# [Required tasks]
(a) Write out the Wednesday Addams costume thread word for word, from "If I remember" to "match your outfit.".
(b) Carry on the forum thread about the male Wednesday Addams costume past its last line.

# [Source text]
──────

# Male Wednesday Addams - Headless Toy?



## Michael_candles (May 25, 2020)

I will be dressing as a male/androgynous, flamboyant-goth version of Wednesday Addams this year. I want to incorporate some sort of headless toy into it. After all she always had her headless dolly! As I am doing a different version of the character, should I change up the doll too? Maybe a boy doll or even a teddy bear or something totally different. What do you all think?


----------



## Frankie's Girl (Aug 27, 2007)

I'd stay with the headless doll. If it has no head and will be androgynous, it won't matter if boy/girl doll the only way you can tell dolls are a boy or girl is by their hair or their clothing and you're removing the head and can control the clothing. You could glam it up a bit more - add some blingy clothing or something...

If I remember right, it was dressed the same as Wednesday was? Would be fun if you could match outfits!


----------



## RCIAG (Jul 19, 2010)

Yep, Wednesday's doll was dressed in the same outfit Wednesday was wearing so I'd keep with the headless doll theme & whatever doll you choose should match your outfit.


----------



## Michael_candles (May 25, 2020)




----------



## RCIAG (Jul 19, 2010)

OMG LOVE THE SHOES!! And the doll too! 

Now tell me about your jewelry it's hard to see in the pic. Are the earrings & necklace safety pins or something else?

──────

# [Dataset excerpts]
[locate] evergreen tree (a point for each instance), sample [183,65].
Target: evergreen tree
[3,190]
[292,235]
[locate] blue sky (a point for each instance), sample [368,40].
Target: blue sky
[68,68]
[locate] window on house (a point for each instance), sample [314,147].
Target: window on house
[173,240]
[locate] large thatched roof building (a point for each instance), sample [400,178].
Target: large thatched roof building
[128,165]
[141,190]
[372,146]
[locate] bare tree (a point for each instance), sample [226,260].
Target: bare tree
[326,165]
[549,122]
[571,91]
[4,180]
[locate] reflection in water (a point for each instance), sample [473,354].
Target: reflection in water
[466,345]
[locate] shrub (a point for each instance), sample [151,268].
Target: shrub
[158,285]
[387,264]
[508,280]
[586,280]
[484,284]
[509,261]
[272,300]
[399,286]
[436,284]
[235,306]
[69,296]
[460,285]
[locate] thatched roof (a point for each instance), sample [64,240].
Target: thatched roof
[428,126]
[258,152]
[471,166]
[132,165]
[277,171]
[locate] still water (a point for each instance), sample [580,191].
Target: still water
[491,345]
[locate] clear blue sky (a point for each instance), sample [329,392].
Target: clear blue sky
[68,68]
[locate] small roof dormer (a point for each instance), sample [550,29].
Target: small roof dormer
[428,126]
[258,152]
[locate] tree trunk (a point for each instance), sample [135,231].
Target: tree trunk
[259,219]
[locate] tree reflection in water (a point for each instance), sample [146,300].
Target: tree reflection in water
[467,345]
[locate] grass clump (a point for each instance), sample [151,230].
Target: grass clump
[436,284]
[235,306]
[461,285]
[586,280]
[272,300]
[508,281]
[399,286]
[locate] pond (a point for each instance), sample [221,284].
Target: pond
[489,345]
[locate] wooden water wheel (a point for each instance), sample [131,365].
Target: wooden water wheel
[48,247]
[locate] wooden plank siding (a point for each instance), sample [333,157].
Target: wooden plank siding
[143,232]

──────

# [Results of the tasks]
(a)
If I remember right, it was dressed the same as Wednesday was? Would be fun if you could match outfits!


----------



## RCIAG (Jul 19, 2010)

Yep, Wednesday's doll was dressed in the same outfit Wednesday was wearing so I'd keep with the headless doll theme & whatever doll you choose should match your outfit.

(b)
----------



## Michael_candles (May 25, 2020)

Yes. They are safety pins. The earrings have little beads on them in a rainbow pattern. And the button I am wearing says Gay and Spooky.


----------



## RCIAG (Jul 19, 2010)

This will date me but I used to wear safety pins as earrings back in the 80s, but especially during Spirit Week before Homecoming for "Punk Day." 

I remember it taking forever to get them through my holes from the back but it was a great look. It really freaked people out which I enjoyed immensely!


----------



## Michael_candles (May 25, 2020)

I bought these and the necklace from Hot Topic. They are actual earrings that have pins on them. (I know, I cheated)
The boots I had from when I did Abbey from NCIS a few years back. I ordered them online and don't remember where. 

My roommate (Pugsley) is wearing bloody cleaver earrings and a barbed wire necklace. I believe they were purchased at Spencer's Gifts.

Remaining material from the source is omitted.